[Pointing dataset records]
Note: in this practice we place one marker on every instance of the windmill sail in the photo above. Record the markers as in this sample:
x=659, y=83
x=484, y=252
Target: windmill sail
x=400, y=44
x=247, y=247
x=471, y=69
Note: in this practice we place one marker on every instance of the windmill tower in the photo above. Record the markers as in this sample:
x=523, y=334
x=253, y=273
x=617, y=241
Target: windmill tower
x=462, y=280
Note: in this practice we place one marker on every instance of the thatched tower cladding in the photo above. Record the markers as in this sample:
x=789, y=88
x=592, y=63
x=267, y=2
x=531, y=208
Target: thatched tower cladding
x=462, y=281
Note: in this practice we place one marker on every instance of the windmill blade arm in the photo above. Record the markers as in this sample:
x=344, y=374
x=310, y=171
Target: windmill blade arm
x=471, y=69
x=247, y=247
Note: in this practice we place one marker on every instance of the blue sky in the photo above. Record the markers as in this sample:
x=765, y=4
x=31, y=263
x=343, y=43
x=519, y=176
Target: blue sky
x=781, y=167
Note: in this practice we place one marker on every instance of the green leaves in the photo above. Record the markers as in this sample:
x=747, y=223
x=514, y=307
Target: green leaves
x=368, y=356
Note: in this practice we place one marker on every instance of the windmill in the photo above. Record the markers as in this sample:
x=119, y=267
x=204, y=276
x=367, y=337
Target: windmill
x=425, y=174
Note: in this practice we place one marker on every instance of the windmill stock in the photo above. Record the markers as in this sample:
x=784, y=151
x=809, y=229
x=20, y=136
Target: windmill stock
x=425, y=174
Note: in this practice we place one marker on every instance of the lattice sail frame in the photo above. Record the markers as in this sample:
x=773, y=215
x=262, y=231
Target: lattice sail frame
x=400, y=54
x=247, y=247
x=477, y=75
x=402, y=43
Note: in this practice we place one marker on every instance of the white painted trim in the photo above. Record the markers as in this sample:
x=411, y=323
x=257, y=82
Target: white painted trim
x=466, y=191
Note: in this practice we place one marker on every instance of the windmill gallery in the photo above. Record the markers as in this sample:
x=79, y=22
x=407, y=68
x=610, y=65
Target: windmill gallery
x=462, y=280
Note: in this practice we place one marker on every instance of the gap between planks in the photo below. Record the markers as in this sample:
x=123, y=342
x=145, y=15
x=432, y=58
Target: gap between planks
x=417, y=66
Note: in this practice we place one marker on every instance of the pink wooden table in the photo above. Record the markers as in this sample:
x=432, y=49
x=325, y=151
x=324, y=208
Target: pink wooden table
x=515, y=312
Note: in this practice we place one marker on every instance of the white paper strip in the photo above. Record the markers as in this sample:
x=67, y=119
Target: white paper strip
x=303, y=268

» TASK INSTRUCTIONS
Starting at the first line of the items above and ending at the line that contains "x=402, y=43", write out all of those lines again, and offset every coordinate in the answers by 10 while leaving all other lines unchanged.

» EXERCISE ANSWER
Note: in this practice we place one marker on every instance of the windmill sail in the photo above. Record the markers as in this sample:
x=659, y=83
x=484, y=252
Target: windmill sail
x=410, y=54
x=257, y=257
x=481, y=79
Note: in this practice we place one marker on every instance of the windmill tower in the photo above. Record the markers as in this sample:
x=523, y=334
x=253, y=273
x=617, y=241
Target: windmill tower
x=472, y=290
Note: in this practice we place one marker on every instance of the thatched tower cladding in the photo above. Record the markers as in this sample:
x=789, y=88
x=592, y=63
x=267, y=2
x=531, y=208
Target: thatched tower cladding
x=472, y=291
Note: in this practice we place one marker on every instance of the windmill blade arm in the photo above. Record the markers as in this sample:
x=344, y=374
x=310, y=171
Target: windmill blade arm
x=481, y=79
x=257, y=257
Note: in this practice we place one marker on every instance of the blue sky in the photo above. Record the markers as in this sample:
x=765, y=4
x=31, y=263
x=343, y=43
x=519, y=176
Target: blue sky
x=791, y=177
Note: in this practice we place one marker on every instance of the green leaves in the photo above. Record the markers as in this sample:
x=747, y=223
x=514, y=307
Target: green leaves
x=378, y=366
Note: in this practice we place one marker on every instance of the windmill in the photo above. Record the markers as in this sample:
x=119, y=267
x=204, y=276
x=367, y=337
Target: windmill
x=435, y=184
Note: in this practice we place one marker on every instance of the windmill stock in the photo above. Record the markers as in this sample:
x=784, y=151
x=809, y=229
x=20, y=136
Target: windmill stock
x=435, y=184
Note: in this practice we place one marker on every instance of the lattice sail frame in the photo above. Record the markers as in this sample:
x=773, y=215
x=262, y=231
Target: lattice sail frame
x=410, y=64
x=257, y=257
x=487, y=85
x=412, y=53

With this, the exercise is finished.